What the task requires
Every line of the material must be set down again without alteration.

Records provided
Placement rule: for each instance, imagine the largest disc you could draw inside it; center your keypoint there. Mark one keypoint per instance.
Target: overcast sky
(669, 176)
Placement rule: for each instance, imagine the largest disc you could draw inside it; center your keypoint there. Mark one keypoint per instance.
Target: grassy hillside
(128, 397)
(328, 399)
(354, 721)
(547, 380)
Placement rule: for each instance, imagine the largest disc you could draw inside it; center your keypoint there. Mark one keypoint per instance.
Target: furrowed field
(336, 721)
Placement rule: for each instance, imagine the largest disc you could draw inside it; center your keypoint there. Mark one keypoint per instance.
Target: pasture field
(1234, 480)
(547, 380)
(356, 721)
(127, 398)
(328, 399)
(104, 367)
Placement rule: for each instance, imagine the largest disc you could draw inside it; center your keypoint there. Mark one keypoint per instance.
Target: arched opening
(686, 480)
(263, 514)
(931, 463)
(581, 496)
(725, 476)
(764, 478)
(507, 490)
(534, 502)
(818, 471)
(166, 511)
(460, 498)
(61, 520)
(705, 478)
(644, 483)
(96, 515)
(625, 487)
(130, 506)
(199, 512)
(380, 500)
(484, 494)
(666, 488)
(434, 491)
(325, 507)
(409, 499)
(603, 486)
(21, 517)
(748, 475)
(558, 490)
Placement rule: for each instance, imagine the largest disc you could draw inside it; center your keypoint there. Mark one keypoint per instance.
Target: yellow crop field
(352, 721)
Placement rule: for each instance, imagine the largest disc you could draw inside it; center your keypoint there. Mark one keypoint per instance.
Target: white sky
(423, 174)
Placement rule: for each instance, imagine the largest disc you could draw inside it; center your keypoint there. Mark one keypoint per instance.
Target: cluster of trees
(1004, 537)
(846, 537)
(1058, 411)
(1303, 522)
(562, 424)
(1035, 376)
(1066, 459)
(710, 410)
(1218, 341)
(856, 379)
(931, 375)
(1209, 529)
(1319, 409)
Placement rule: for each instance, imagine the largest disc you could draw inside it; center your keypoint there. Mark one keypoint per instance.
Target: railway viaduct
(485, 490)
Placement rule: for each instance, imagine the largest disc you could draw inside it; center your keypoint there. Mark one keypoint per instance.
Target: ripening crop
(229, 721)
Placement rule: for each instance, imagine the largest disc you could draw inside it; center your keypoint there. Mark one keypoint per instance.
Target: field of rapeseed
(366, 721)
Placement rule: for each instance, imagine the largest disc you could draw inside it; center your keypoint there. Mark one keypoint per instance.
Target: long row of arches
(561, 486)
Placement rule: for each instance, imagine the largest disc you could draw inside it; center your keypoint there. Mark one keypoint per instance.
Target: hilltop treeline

Solution to the problem
Placement rule: for each instance, imagine the largest disc you could draw inside it; center your keypoint there. Mark one keypoint per instance.
Target: overcast sky
(669, 176)
Placement rule: for each instance, imagine the largest disc you could draw inside it; center your keypoint there. Mark one keypoint per instance.
Target: grassy hillside
(128, 397)
(328, 399)
(354, 721)
(547, 380)
Placement rule: for each instance, imagine the largest disc you could draw inside it; center your keypoint there. Mark one keypoint per instance.
Target: furrowed field
(336, 721)
Placement rule: for each instance, imagine the largest disc you could draw inside it; center your keypoint there. Mark one keypoint per instance.
Target: pasture field
(1234, 480)
(547, 380)
(356, 721)
(127, 398)
(328, 399)
(104, 367)
Placement rule: for each instance, imagine the largest disc you could draw inside it; center your keypoint there. Mark one keypoint per instance.
Target: arched opening
(686, 480)
(263, 514)
(931, 463)
(581, 496)
(725, 476)
(764, 478)
(507, 490)
(534, 502)
(818, 471)
(166, 511)
(460, 498)
(61, 520)
(705, 478)
(644, 483)
(96, 515)
(625, 487)
(130, 506)
(199, 512)
(380, 500)
(484, 494)
(666, 488)
(434, 491)
(325, 507)
(409, 499)
(603, 486)
(21, 517)
(748, 475)
(558, 490)
Placement rule: for each instance, imagine the largest disc you could draw inside it; center your keypoint there. Mark one keypoint per instance.
Target: yellow crop field
(352, 721)
Placement rule: for each instance, imagine the largest disc you could draw inside it; center your keypoint there. Mark one keypoint per instance.
Target: white sky
(423, 174)
Placement rule: for each instance, imagine the largest disc you could draw inside it; center your keypoint there. Mark one keypoint per instance.
Target: cluster of trees
(1004, 537)
(846, 537)
(1058, 411)
(1303, 522)
(562, 424)
(1035, 376)
(1066, 459)
(710, 410)
(1218, 341)
(856, 379)
(931, 375)
(1209, 529)
(1319, 409)
Placement rule: for each instance, imagine the largest disc you could draw inside it; center your keypoint there. Mark one keypoint per instance.
Target: railway viaduct
(485, 490)
Placement rule: for each instance, imagine the largest disc you could draw inside it; center your keypoint there. Mark one keypoint per instance.
Target: ripening crop
(229, 721)
Placement rule: for each instance, imagine the largest disc you could draw inside it; center your keypoint there. Mark one keypoint per instance.
Target: field of rapeseed
(366, 721)
Placement rule: for each instance, imagine the largest disc you could draw inside it; center your keypoint there. Mark one keypoint per instance.
Target: long row of arches
(561, 486)
Placement rule: for each instance, imagine the largest disc you could draw inside it; center your keypoint there. Mark one keypoint per instance.
Target: hilltop treeline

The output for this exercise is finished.